▶ REQUIREMENT: Copy out, word for word, the lines from the start of the data below through the line containing "Task: kindly identify the forearm", and no others.

▶ Collection entries:
════════════════

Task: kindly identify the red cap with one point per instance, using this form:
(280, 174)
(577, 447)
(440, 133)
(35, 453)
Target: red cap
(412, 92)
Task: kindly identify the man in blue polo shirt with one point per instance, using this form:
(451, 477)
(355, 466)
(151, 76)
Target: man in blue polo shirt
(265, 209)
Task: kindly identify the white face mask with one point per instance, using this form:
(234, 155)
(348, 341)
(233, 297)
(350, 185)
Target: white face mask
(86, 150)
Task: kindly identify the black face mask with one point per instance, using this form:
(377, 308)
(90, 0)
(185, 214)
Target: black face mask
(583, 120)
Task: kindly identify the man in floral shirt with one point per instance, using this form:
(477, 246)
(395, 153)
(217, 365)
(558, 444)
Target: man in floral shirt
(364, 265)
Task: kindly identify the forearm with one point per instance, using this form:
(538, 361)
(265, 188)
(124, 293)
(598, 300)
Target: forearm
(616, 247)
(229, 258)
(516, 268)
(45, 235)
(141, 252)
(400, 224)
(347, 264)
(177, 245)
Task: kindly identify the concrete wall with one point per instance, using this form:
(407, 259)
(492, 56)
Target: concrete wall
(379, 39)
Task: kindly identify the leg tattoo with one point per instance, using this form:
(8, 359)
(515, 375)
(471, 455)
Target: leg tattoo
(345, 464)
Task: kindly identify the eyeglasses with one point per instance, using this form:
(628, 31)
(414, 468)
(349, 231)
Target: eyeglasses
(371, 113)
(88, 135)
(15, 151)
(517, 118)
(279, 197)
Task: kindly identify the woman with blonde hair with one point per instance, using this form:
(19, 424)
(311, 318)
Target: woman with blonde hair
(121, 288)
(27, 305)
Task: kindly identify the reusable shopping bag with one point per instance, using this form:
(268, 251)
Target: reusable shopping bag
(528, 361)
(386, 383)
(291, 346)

════════════════

▶ RESPONSE:
Task: kindly identify the red cap with one point per instance, using this form:
(280, 174)
(577, 447)
(440, 133)
(35, 453)
Target: red cap
(412, 92)
Task: kindly identify the man in blue polo shirt with one point per instance, using this form:
(451, 477)
(355, 466)
(151, 76)
Target: man in blue polo shirt
(265, 209)
Task: kindly identify the white face mask with one point per instance, using this form:
(234, 155)
(348, 341)
(233, 297)
(350, 185)
Target: white face mask
(86, 150)
Task: kindly identify the black face mask with one point per instance, using this form:
(377, 308)
(90, 0)
(185, 214)
Target: black face mask
(583, 120)
Task: kindly identify the man in floral shirt with one point per instance, using this form:
(477, 246)
(395, 153)
(217, 365)
(558, 444)
Target: man in floral shirt
(364, 265)
Task: kindly identify the forearm with one point per instance, using this form:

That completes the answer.